### [Page extract]

Causation – Be aware of seeking a trial de novo after a master arbitrator affirms an award October 11, 2008

State Farm v. Stack
2008 NY Slip Op 07651 (2d Dept. 2008)

“A no-fault arbitration tribunal twice concluded that the defendant, James Stack, was entitled to benefits arising from an automobile accident. Subsequently, the plaintiff, State Farm Automobile Insurance Company (hereinafter State Farm), commenced a de novo plenary action seeking a determination that medical expenses for Stack’s hospitalization were for a condition unrelated to the accident and that Stack failed to demonstrate his entitlement to lost earnings.”

### [Brief 1]
In the State Farm v. Stack excerpt, which party commenced the de novo plenary action?
### [Brief 2]
Write a few more sentences that carry the State Farm v. Stack excerpt forward from its last sentence.
The listing comes from a source separate from the State Farm v. Stack excerpt.

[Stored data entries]
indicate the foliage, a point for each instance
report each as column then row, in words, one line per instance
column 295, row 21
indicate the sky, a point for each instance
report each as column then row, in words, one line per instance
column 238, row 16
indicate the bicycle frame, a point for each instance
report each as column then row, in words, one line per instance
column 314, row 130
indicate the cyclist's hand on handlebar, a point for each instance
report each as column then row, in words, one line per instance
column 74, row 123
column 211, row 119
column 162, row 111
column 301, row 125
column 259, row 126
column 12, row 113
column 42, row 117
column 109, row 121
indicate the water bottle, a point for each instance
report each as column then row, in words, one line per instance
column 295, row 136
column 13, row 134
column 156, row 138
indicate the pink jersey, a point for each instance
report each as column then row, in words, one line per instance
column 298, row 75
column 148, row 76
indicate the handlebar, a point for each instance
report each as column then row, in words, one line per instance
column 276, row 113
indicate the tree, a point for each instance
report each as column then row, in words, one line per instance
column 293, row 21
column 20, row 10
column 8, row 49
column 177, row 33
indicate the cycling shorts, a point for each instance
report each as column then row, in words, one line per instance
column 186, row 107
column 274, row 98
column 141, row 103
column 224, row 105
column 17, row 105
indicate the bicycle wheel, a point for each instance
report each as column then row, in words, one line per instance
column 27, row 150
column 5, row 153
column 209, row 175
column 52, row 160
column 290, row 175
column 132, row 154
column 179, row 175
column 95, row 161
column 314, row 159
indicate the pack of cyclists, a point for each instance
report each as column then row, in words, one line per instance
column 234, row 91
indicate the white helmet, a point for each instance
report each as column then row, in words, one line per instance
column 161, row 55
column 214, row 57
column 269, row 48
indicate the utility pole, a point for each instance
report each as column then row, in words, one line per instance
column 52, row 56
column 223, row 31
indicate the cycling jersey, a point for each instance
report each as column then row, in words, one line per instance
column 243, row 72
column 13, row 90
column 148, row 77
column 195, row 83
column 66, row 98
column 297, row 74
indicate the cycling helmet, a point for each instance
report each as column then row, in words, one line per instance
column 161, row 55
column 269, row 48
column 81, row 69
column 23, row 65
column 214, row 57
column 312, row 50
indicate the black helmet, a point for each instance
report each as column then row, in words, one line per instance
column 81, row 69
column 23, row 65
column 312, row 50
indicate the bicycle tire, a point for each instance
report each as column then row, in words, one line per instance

### [Answer area 1]
State Farm Automobile Insurance Company commenced the de novo plenary action.

### [Answer area 2]
“An insurer seeking to deny no-fault benefits on the basis that a claimant’s condition is not causally related to an accident “has the burden to come forward with proof in admissible form to establish the . . . evidentiary foundation for its belief’ that the patient’s treated condition was unrelated to his or her automobile accident” (Mount Sinai Hosp. v Triboro Coach, 263 AD2d 11, 19-20). The testimony of State Farm’s expert witness, an anesthesiologist and pain management specialist, that his opinion was based solely upon a hospital discharge summary and insurance claim form, rendered his opinion speculative and of little probative value (see Gordon v Tibulcio, 50 AD3d 460).”

“In contrast, the testimony of Stack’s expert witness, a neurologist who based his opinion upon his examination of Stack and his review of Stack’s relevant medical records, including, inter alia, CT scans and magnetic resonance imaging, and determined that Stack’s symptoms first appeared within two weeks of the accident and progressively worsened, was sufficient to establish that Stack’s condition was causally related to the accident (see Scudera v Mahbubur, 299 AD2d 535, 536).”

Comment: Another case where the Appellate Courts are loathe to sustain an insurance carrier’s proof that a service is not causally related to a motor vehicle accident.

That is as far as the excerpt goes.